> _DOCUMENT SECTION_:

▽

Tim O’Brien
- In full:
- William Timothy O’Brien
- Also Known As:
- William Timothy O’Brien
- Awards And Honors:
- National Book Award
- Role In:
- Vietnam War
Tim O’Brien (born October 1, 1946, Austin, Minnesota, U.S.) is an American novelist noted for his writings about American soldiers in the Vietnam War. His best-known work is the novel The Things They Carried (1990).
Background and Vietnam War service
O’Brien was the son of a schoolteacher and an insurance salesman who had served in World War II. After studying political science at Macalester College in St. Paul, Minnesota (B.A., 1968), O’Brien was drafted into the U.S. Army. He had been opposed to the war and intended to go to Canada while in training in Washington. Instead, he returned to the army base out of fear, and the following year he was sent to fight in Vietnam.
(Read Britannica’s essay “War Stories: 13 Modern Writers Who Served in War.”)

△

> _DATA FOR REVIEW_:
▽

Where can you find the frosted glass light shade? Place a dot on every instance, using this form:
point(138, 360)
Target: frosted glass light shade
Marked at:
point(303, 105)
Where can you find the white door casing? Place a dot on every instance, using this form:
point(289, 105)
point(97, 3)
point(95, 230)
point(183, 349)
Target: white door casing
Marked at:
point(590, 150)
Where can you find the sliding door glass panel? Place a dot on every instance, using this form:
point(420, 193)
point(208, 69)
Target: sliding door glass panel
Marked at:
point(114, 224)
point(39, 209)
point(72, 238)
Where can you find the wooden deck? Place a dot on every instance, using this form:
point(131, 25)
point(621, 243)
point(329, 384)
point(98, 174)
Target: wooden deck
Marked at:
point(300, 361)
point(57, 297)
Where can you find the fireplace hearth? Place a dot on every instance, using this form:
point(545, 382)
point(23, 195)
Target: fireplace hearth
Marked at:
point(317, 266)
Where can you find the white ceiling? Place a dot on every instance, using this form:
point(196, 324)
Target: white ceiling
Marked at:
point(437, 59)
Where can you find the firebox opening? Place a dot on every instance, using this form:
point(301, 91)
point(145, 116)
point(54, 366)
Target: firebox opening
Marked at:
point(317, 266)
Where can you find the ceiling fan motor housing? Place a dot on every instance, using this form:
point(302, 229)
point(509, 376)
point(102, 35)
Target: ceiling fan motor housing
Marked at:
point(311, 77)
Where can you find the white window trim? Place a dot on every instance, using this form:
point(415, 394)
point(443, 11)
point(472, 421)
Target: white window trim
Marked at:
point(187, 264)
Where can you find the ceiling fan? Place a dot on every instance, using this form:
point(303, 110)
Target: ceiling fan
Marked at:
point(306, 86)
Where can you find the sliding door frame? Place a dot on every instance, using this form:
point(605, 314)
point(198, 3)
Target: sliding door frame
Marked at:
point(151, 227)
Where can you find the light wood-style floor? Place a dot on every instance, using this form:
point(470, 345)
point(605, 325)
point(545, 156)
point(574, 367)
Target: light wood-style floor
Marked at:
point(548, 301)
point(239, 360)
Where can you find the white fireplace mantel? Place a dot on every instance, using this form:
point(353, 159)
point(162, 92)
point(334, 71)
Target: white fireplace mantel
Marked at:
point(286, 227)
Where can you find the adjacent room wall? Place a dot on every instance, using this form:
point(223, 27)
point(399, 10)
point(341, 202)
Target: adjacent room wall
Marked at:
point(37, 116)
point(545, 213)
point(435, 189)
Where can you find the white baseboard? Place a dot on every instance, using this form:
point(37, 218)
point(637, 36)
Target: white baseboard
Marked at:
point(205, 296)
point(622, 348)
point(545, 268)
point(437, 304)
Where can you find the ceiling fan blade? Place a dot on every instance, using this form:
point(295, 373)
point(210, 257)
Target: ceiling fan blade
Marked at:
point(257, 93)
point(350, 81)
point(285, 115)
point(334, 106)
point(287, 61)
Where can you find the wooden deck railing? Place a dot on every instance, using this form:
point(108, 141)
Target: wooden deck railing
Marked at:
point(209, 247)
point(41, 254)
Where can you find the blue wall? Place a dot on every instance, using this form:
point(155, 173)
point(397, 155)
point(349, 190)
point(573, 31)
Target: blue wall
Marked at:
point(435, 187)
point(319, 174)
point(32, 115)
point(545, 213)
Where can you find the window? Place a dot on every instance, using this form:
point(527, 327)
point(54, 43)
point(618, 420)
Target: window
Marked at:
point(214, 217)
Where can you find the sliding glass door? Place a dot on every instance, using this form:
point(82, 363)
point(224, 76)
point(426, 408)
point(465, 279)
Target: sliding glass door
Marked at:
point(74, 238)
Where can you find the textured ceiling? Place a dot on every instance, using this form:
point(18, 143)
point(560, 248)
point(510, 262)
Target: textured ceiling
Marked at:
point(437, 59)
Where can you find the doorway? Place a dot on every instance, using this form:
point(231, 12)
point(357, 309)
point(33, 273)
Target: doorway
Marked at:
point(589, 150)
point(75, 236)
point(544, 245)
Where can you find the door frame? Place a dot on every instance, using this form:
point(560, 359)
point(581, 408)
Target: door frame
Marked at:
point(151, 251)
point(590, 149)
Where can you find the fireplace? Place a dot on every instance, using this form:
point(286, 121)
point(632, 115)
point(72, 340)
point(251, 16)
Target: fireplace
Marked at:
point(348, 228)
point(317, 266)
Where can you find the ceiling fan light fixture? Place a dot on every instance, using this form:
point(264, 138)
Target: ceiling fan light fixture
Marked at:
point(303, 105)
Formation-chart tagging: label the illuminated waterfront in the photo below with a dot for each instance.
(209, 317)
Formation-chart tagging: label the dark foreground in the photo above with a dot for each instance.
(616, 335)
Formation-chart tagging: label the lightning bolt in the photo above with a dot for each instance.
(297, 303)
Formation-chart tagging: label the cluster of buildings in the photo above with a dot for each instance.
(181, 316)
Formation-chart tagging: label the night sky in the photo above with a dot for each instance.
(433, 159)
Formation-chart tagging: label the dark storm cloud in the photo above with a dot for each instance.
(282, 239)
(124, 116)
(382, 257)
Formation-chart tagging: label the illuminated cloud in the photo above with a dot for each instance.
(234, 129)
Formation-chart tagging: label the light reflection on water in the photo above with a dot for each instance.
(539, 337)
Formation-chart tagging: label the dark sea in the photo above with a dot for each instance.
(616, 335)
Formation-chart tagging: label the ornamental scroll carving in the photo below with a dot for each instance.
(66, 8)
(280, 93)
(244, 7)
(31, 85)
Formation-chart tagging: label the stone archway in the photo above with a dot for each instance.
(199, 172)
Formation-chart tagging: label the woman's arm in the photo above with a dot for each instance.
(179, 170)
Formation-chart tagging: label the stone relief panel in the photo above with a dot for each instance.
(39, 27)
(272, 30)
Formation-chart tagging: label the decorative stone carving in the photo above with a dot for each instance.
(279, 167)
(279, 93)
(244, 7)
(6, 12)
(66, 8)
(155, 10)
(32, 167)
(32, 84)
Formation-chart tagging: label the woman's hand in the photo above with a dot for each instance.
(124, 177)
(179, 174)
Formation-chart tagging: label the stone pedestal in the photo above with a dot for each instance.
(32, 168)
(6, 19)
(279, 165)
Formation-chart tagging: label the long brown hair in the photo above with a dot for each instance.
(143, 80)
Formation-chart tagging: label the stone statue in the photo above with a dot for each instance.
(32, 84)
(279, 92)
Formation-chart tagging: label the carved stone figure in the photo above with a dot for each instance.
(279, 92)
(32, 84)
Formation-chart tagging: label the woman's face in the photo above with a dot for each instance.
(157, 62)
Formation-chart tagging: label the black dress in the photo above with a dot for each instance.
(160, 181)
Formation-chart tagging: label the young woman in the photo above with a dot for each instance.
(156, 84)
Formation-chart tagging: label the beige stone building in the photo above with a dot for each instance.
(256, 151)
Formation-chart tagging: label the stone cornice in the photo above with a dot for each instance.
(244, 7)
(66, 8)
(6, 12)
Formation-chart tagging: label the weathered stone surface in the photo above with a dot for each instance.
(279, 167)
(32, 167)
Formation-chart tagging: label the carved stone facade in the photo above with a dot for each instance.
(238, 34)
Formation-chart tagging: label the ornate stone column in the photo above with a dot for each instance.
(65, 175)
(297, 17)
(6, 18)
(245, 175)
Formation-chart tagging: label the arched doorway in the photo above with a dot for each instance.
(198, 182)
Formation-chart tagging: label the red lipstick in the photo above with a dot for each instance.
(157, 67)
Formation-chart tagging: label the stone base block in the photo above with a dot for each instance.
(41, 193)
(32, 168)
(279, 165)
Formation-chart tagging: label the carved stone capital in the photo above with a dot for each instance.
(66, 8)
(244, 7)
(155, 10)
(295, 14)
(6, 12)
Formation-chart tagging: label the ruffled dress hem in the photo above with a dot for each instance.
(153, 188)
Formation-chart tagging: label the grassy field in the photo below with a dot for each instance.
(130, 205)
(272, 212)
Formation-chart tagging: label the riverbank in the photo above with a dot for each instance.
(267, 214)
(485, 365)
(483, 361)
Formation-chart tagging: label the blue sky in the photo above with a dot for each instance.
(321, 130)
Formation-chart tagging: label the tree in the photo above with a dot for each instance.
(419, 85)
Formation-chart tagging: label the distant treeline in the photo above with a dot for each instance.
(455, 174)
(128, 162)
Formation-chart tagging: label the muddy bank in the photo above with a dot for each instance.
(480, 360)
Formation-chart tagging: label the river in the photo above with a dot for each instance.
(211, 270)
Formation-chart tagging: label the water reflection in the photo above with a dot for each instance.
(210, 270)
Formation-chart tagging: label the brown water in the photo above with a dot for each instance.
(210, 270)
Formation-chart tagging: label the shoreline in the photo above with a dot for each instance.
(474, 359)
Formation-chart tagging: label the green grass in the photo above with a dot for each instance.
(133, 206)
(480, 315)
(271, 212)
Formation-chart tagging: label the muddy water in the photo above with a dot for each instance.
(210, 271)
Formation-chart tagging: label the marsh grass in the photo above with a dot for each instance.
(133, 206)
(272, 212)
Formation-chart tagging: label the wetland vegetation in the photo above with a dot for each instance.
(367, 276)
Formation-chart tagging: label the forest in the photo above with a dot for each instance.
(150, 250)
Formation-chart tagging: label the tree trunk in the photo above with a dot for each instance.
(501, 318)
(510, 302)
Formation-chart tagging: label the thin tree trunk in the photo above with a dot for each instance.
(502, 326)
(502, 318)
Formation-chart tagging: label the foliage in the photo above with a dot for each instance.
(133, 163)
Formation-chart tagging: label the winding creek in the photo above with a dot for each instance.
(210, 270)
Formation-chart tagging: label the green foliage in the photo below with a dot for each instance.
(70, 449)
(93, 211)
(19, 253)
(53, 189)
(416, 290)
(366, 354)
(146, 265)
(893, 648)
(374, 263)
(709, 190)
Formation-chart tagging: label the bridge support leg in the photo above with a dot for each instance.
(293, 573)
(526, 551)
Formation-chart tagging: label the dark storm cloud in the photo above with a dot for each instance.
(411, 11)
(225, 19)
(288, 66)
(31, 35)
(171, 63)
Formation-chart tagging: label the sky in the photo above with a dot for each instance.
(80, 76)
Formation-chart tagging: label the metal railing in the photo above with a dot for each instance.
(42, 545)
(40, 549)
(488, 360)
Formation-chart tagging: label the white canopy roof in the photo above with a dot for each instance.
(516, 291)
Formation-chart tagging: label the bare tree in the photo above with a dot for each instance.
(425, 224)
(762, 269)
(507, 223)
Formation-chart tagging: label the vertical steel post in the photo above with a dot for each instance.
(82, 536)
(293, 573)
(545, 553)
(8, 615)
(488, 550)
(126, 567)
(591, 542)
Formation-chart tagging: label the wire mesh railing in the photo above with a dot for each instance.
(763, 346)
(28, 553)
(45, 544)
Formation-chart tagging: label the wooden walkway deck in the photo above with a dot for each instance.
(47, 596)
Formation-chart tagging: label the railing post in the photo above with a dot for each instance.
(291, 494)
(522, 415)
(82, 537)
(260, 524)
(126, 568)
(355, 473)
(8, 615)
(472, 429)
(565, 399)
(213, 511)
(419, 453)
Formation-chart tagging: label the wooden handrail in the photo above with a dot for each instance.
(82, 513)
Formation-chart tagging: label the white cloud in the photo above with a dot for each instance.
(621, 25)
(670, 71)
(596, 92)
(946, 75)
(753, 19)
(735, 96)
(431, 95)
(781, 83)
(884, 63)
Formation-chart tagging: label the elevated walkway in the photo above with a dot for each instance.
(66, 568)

△

> _TO DO_:
[1] Reproduce the passage of the Tim O'Brien biography from "Background and Vietnam" up to and including "fight in Vietnam.".
[2] Answer these questions from the Tim O'Brien biography:
(a) In what town was O'Brien born?
(b) At which college did he study political science?
(c) Which award is listed under his awards and honors?
[3] Rewrite the paragraph of the Tim O'Brien biography beginning "O’Brien was the son of" as a short list that keeps its main facts.

> _NUMBERED RESPONSES_:
[1]
Background and Vietnam War service
O’Brien was the son of a schoolteacher and an insurance salesman who had served in World War II. After studying political science at Macalester College in St. Paul, Minnesota (B.A., 1968), O’Brien was drafted into the U.S. Army. He had been opposed to the war and intended to go to Canada while in training in Washington. Instead, he returned to the army base out of fear, and the following year he was sent to fight in Vietnam.

[2]
(a) Austin, Minnesota
(b) Macalester College in St. Paul, Minnesota
(c) The National Book Award

[3]
- His parents were a schoolteacher and an insurance salesman who had served in World War II.
- He studied political science at Macalester College in St. Paul, Minnesota (B.A., 1968).
- He was then drafted into the U.S. Army.
- He opposed the war and, during training in Washington, intended to go to Canada.
- Out of fear, he returned to the army base instead.
- The following year he was sent to fight in Vietnam.